Records provided:
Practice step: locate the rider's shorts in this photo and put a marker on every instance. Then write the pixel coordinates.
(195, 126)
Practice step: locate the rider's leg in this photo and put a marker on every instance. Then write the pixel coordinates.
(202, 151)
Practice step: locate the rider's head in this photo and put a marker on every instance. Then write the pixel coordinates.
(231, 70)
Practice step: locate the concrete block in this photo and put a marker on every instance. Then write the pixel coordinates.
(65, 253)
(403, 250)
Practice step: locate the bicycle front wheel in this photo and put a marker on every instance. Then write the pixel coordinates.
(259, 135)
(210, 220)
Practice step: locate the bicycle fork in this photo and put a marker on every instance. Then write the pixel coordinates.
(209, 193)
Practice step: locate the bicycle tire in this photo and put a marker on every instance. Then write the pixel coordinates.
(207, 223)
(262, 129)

Task details: Reproduce the listing in full, exactly, so that no line is missing.

Problem solution:
Practice step: locate the rider's shorts in this photo and put a marker on every instance. Then write the pixel coordinates.
(195, 126)
Practice step: locate the rider's leg in this photo and put a marker on every instance. Then write the pixel coordinates.
(202, 151)
Practice step: locate the rider's head in this photo and put a marker on every instance. Then write the pixel coordinates.
(231, 70)
Practice step: locate the concrete block in this photo and put a marker on every instance. Then write the pixel coordinates.
(65, 253)
(403, 250)
Practice step: locate the bicycle front wheel in this photo and put a marker on every instance. Then write the pixel coordinates.
(259, 135)
(210, 220)
Practice step: locate the bicycle fork in this photo and put a marker on every instance. Then write the pixel coordinates.
(209, 193)
Practice step: locate the bicycle tire in this photo and put a marker on every instance. Then write the pixel coordinates.
(207, 223)
(262, 129)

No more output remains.